— Given instruction A —
Rescale the photo object pointing records below by rewriting every line, including the requests. Multiply each coordinate in the answers by 1.3 and round it to a whole number, with halves rounded up. Leave the pictures out of your reply.

-- start Selected text --

The G4511 Longnan–Heyuan Expressway (龙南—河源高速公路), commonly referred to as the Longhe Expressway (龙河高速公路), is a 127.87 km that connects Longnan County, a county under the administration of the city of Ganzhou in the province of Jiangxi, and Dongyuan County, a county under the administration of the city of Heyuan, in the province of Guangdong. The expressway is a spur of the G45 Daqing–Guangzhou Expressway.

== Route ==
At its northern end, the expressway begins in Longnan County, Ganzhou, in Jiangxi province, at a future interchange with G45 Daqing–Guangzhou Expressway and an exit to China National Highway 105. Currently, the expressway continues north as the G45 Daqing–Guangzhou Expressway. However, when an extension of G45 to the west is completed between Longnan County and the city of Guangdong, a three-way interchange will be created between the Longnan–Heyuan Expressway and Daqing–Guangzhou Expressway.

The expressway traverses through mountainous terrain, utilizing numerous tunnels and featuring escape ramps. In Jiangxi province, the expressway parallels much of China National Highway 105. The expressway also parallels the Beijing–Kowloon Railway between Longnan County and Heping County, a county under the administration of Heyuan in Guangdong. Past Heping County, the Beijing–Kowloon Railway curves southeastward toward Longchuan County before curving southwestward, taking a more lengthy route to reach the city centre of Heyuan, while the expressway proceeds directly south toward Heyuan.

At its southern end, the expressway parallels China National Highway 205 for a section between the Dengta exit and the expressway's southern terminus with the concurrent G25 Changchun–Shenzhen and G35 Jinan–Guangzhou expressways.

-- end Selected text --
-- start Record extracts --

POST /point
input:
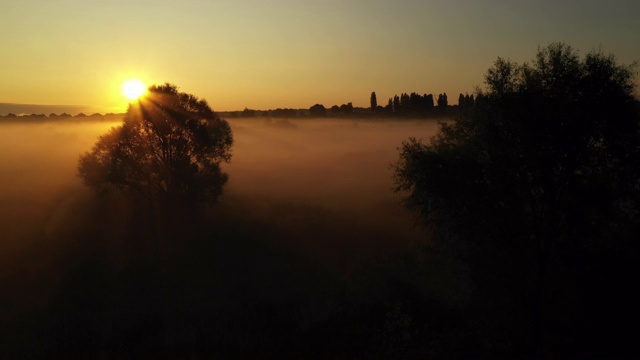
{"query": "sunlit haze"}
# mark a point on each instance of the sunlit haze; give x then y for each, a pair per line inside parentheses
(133, 89)
(264, 55)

-- end Record extracts --

— Given instruction B —
Answer these questions from the passage on the Longnan–Heyuan Expressway:
(i) Which expressway is it a spur of?
(ii) Which railway does it parallel between Longnan County and Heping County?
(iii) Which national highway does it parallel near its southern end?

— Finished answer A —
POST /point
input:
{"query": "sunlit haze"}
# mark a point on each instance of the sunlit haze; give x then y for each, a pair per line inside parentheses
(173, 116)
(343, 72)

— Finished answer B —
(i) The G45 Daqing–Guangzhou Expressway.
(ii) The Beijing–Kowloon Railway.
(iii) China National Highway 205.